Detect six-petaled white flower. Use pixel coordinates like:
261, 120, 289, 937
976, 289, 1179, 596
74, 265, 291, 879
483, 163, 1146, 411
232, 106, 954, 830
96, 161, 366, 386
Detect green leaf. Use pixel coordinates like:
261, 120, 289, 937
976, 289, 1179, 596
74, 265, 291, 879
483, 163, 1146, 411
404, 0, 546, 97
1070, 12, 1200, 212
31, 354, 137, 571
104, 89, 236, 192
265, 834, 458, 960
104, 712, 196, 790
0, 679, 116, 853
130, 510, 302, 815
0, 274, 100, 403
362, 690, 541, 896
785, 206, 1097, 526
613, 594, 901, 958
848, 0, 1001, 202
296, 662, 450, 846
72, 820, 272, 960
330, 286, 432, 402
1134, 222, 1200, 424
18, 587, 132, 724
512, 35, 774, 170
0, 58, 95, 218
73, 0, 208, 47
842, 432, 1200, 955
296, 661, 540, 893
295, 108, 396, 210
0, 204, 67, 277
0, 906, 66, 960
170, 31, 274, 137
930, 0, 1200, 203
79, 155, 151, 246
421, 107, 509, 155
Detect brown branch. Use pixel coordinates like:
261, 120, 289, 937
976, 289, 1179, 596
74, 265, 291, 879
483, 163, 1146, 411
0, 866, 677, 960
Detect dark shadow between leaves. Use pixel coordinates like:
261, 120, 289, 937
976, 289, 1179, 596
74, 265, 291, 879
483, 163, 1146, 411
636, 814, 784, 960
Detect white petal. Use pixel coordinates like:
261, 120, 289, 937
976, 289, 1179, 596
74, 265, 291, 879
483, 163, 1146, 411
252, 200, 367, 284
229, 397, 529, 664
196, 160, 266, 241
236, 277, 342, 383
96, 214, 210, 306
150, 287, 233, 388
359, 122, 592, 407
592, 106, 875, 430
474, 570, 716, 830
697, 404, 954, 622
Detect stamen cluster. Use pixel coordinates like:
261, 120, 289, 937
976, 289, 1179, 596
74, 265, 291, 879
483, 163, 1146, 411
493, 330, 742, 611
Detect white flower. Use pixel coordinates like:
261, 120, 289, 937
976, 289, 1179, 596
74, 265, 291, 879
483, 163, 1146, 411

---

# Short task
Copy the records verbatim, from the line containing "Detect brown branch." through the line containing "636, 814, 784, 960".

# The result
Detect brown branch. Use pixel coordinates like:
261, 120, 289, 937
976, 289, 1179, 596
74, 265, 291, 879
483, 163, 1146, 411
0, 866, 677, 960
Detect dark shadow between leaves. Use pixel coordinates like:
261, 120, 289, 937
976, 289, 1179, 596
74, 265, 291, 879
483, 163, 1146, 411
636, 814, 784, 960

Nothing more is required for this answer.